■ LIST OF TASKS:
[A] Reproduce word for word the part of the news report on the Papadopoulos grave robbery that starts at "Grave robbers unearthed" and ends at "rare in Cyprus.".
[B] Write the next part of the news report on the Papadopoulos grave robbery, picking up after its final sentence.

Grave robbers unearthed the remains of former Cypriot president Tassos Papadopoulos and stole his body by night from a suburban graveyard, Cyprus police said Friday, a day before the first anniversary of the statesman's death.

"The grave of the former president has been violated and the body robbed. We are still investigating," said police spokesman Michalis Katsounotos.

Investigators believe the body was taken either late Thursday night or early Friday morning. The motive is unclear. Grave-robbing is rare in Cyprus.

Mounds of freshly dug-up earth lay at the site of the robbery in the Deftera village cemetery in a southwestern suburb of the Cypriot capital, Nicosia. Police investigators cordoned off the area and were searching the site.

Current President Demetris Christofias, who beat Papadopoulos in February 2008 elections, urged Cypriots "to remain calm in the face of this provocative act."

"This is an unacceptable, unholy, unethical and condemnable act that damages our tradition, our culture and our respect toward the dead," Christofias said.

[Collected data]
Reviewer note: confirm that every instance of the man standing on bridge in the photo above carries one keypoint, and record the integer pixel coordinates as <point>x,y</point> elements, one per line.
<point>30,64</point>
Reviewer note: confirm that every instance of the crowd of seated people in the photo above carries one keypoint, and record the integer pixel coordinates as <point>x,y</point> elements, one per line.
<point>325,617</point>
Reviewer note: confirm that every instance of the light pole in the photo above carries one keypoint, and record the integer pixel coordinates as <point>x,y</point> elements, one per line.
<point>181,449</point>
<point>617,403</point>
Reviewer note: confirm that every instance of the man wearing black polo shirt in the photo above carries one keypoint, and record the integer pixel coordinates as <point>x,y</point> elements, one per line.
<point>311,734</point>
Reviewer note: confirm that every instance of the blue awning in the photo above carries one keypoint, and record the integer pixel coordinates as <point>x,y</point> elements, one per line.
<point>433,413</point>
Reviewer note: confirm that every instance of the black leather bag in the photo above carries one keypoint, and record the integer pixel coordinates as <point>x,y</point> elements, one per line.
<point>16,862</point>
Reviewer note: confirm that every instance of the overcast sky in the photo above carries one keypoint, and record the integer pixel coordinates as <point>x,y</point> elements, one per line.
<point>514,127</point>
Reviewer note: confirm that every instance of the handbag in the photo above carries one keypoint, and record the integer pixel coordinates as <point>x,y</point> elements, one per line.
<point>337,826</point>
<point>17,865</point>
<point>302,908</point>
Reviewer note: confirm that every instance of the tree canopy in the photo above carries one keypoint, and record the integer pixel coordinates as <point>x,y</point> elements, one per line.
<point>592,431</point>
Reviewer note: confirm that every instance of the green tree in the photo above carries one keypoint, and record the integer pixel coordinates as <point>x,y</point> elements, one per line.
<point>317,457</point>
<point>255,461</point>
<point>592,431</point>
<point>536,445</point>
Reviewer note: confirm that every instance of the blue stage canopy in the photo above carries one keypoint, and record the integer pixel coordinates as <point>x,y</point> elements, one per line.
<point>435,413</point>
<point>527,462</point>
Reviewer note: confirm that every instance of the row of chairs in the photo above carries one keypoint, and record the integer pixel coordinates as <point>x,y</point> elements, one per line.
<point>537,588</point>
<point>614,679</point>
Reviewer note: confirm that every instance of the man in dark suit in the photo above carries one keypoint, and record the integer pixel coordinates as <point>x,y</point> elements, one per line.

■ ANSWERS TO THE PROBLEMS:
[A]
Grave robbers unearthed the remains of former Cypriot president Tassos Papadopoulos and stole his body by night from a suburban graveyard, Cyprus police said Friday, a day before the first anniversary of the statesman's death.

"The grave of the former president has been violated and the body robbed. We are still investigating," said police spokesman Michalis Katsounotos.

Investigators believe the body was taken either late Thursday night or early Friday morning. The motive is unclear. Grave-robbing is rare in Cyprus.

[B]
Papadopoulos, a hardline president who ushered the ethnically divided island into the European Union after rallying Greek Cypriots to reject a United Nations-brokered peace deal, died a year ago on Saturday from lung cancer at age 74. He served as president from 2003 until he lost the 2008 presidential election to Christofias.

A British-trained lawyer, Papadopoulos was a veteran of Cypriot politics whose career spanned most of the island's turbulent history since gaining independence from British colonial rule in 1960.

He was a leader of the Greek Cypriot guerrilla group EOKA, which waged an anti-colonial campaign, and served as the youngest cabinet minister in the island's first post-independence government, at the age of 26.

Papadopoulos was for a time the chief Greek Cypriot negotiator in settlement talks with the breakaway Turkish Cypriots after 1974, when Turkey invaded the island in response to a coup by supporters of uniting the island with Greece.